■ WHAT NEEDS TO BE DONE: Begin at the line that has "of the wooden" and stop after the line that has "pixel 69 77", then write out only those lines with "wooden door" replaced by "timber door" and everything else left as is.

■ PROVIDED INFORMATION:

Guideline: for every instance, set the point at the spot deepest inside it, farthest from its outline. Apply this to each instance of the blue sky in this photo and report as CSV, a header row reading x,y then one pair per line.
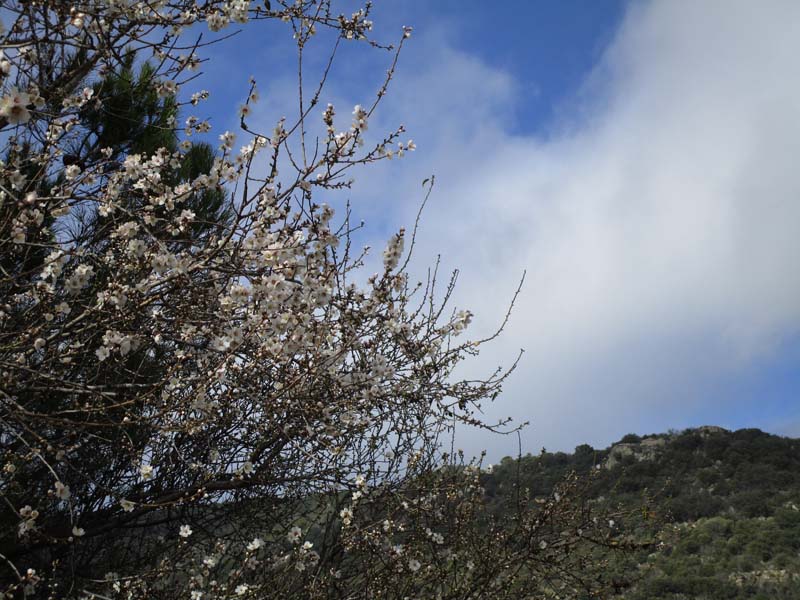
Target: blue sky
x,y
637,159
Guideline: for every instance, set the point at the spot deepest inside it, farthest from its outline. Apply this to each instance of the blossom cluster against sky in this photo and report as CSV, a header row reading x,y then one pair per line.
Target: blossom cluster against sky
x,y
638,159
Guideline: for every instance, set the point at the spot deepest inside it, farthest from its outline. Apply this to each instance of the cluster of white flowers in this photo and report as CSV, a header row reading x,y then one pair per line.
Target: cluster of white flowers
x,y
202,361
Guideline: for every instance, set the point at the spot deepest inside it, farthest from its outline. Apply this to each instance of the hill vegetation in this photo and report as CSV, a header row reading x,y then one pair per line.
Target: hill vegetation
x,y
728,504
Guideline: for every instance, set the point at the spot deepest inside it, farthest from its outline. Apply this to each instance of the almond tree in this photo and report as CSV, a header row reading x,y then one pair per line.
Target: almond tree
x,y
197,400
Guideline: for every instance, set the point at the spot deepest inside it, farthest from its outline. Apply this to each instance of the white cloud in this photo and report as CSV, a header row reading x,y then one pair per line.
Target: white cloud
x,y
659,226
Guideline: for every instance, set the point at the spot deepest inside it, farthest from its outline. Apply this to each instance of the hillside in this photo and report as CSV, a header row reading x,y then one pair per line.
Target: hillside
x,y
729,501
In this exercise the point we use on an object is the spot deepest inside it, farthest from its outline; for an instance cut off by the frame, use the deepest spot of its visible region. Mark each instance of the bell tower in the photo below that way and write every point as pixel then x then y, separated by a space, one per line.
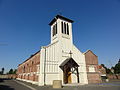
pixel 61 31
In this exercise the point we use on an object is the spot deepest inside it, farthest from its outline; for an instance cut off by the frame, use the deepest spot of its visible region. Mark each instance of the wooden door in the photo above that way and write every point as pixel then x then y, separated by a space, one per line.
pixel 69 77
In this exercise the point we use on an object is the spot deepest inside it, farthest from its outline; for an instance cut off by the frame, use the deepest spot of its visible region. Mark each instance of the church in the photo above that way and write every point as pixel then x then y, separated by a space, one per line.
* * *
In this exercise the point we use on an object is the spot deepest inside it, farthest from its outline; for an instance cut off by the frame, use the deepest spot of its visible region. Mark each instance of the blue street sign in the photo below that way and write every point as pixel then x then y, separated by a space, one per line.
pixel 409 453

■ OUTPUT FOR THIS EXERCISE:
In this exercise the point we use on an object is the spot deepest inside it, farthest from its outline; for an instance cut off by the frame, use the deepest spot of its visible region. Mark each instance of the timber door in the photo above that way and write every point as pixel then x then y, separated by a space, one per line.
pixel 69 77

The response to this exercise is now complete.